== EXTRACT TO READ

Locality and Simplicity
To encourage locality and simplicity, strive for loose coupling between system components. An uncoupled architecture allows code changes to a single component without impacting multiple locations or teams. Furthermore, if one component encounters an issue or fails, the other components will continue to work at near full capacity.
Another way to accomplish this ideal is to break work into small batches, which decreases the amount of complexity that the people working on the batch must deal with at any one time. This change reduces risk and improves visibility and control.
Focus and Flow
You can create a focused environment for your teams by utilizing domain driven-design, where microservices are built around lines of responsibility; one for sales orders, one for customers, and so on. This approach allows each team to become an expert in a single domain.
It can also be useful to have a team dedicated to complex portions of the overall internal system. A team focused on complicated subsystems and architectural components can help achieve focus and flow by taking on work that requires deep specific sets of technical skills and knowledge, freeing up the rest of the development teams to focus on their business domains.

====
== LISTED ENTRIES

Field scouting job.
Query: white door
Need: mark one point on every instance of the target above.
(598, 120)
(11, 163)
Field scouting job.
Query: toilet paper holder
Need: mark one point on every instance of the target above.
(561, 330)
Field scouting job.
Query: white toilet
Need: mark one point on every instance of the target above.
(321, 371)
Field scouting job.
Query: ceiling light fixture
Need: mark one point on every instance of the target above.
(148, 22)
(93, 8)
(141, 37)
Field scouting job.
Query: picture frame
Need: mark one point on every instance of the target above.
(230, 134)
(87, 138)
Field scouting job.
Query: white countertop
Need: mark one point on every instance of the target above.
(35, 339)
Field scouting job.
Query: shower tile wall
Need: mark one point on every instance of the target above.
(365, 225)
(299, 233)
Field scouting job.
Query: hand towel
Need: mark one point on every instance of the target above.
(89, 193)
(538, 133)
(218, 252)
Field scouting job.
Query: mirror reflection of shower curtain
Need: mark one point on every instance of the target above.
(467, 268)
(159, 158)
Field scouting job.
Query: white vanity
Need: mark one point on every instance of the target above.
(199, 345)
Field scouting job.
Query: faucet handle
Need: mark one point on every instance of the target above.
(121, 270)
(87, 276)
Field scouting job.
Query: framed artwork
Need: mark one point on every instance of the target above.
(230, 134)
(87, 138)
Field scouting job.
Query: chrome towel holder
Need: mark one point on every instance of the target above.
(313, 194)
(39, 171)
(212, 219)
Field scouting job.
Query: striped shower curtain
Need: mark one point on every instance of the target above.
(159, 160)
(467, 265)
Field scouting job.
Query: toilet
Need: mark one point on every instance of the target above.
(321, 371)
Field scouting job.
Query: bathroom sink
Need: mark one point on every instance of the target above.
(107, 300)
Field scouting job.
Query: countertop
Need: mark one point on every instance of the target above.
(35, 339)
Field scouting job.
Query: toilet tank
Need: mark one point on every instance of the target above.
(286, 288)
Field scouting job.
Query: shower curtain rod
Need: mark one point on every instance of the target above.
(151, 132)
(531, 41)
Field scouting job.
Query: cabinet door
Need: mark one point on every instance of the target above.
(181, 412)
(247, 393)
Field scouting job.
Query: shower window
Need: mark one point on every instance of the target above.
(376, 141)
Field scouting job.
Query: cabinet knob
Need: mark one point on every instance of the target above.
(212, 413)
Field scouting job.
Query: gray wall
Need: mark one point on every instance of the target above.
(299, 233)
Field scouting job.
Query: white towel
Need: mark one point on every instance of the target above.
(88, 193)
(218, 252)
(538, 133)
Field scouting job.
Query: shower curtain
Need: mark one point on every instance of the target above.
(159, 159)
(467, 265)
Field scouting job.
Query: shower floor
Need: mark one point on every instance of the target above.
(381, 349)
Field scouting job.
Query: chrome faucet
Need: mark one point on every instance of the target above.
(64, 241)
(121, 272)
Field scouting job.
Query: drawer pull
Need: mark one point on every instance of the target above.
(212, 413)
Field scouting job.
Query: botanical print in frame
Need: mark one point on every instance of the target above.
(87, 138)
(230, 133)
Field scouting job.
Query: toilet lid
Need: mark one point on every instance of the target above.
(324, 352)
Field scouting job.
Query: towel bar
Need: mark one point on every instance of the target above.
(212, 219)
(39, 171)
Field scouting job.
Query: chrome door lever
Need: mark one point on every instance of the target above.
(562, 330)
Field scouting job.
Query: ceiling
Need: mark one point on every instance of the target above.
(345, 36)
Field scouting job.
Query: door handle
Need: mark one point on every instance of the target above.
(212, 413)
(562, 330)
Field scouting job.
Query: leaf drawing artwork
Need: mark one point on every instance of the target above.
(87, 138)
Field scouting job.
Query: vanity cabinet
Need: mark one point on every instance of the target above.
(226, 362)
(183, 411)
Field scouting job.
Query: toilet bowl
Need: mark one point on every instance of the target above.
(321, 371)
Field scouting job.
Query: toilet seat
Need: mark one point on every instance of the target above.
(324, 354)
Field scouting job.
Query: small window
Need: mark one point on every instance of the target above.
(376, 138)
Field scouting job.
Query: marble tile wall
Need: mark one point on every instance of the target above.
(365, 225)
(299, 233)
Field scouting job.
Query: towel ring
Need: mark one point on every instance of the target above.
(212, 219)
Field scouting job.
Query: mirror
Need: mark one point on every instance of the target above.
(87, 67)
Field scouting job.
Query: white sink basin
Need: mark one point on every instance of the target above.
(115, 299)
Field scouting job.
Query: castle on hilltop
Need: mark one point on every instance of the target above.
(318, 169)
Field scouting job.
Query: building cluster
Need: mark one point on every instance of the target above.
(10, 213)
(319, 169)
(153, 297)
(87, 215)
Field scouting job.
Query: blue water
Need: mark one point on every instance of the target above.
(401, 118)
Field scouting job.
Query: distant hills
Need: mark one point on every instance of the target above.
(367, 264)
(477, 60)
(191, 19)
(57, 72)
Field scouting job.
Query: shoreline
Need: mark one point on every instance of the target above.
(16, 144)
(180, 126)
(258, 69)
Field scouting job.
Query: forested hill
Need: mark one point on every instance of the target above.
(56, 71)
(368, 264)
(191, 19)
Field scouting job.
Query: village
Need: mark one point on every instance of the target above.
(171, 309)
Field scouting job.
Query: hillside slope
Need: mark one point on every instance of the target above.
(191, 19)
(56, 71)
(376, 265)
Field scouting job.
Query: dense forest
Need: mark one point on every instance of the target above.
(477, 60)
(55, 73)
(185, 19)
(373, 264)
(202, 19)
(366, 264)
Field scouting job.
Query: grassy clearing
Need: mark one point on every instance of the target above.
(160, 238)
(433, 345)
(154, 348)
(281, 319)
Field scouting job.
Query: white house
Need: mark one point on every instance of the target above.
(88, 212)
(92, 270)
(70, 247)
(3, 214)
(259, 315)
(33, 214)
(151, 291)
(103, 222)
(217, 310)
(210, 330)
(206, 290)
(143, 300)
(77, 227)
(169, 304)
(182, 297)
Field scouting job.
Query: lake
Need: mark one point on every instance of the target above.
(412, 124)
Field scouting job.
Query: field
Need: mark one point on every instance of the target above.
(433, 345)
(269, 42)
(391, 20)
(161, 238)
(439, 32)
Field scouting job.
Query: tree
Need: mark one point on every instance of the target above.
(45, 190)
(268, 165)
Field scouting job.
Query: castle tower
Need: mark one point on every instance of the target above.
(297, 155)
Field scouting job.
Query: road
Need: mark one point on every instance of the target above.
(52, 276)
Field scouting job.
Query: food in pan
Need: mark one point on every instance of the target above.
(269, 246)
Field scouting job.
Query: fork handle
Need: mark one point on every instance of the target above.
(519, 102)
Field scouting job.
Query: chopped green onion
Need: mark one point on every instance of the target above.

====

TO-DO LIST:
1. Reproduce everything in the passage on system design from "Another way to" down to "a single domain.", swapping "small batches" for "small increments".
2. Answer these about the passage on system design:
(a) What does breaking work into small batches decrease?
(b) Under domain-driven design, what are microservices built around?
(c) If one component fails, how do the other components continue to work?
3. Please translate this sentence from the passage on system design into Spanish: "This approach allows each team to become an expert in a single domain."

THE ANSWERS:
1.
Another way to accomplish this ideal is to break work into small increments, which decreases the amount of complexity that the people working on the batch must deal with at any one time. This change reduces risk and improves visibility and control.
Focus and Flow
You can create a focused environment for your teams by utilizing domain driven-design, where microservices are built around lines of responsibility; one for sales orders, one for customers, and so on. This approach allows each team to become an expert in a single domain.

2.
(a) The amount of complexity that the people working on the batch must deal with at any one time.
(b) Lines of responsibility.
(c) At near full capacity.

3. Este enfoque permite que cada equipo se convierta en experto en un único dominio.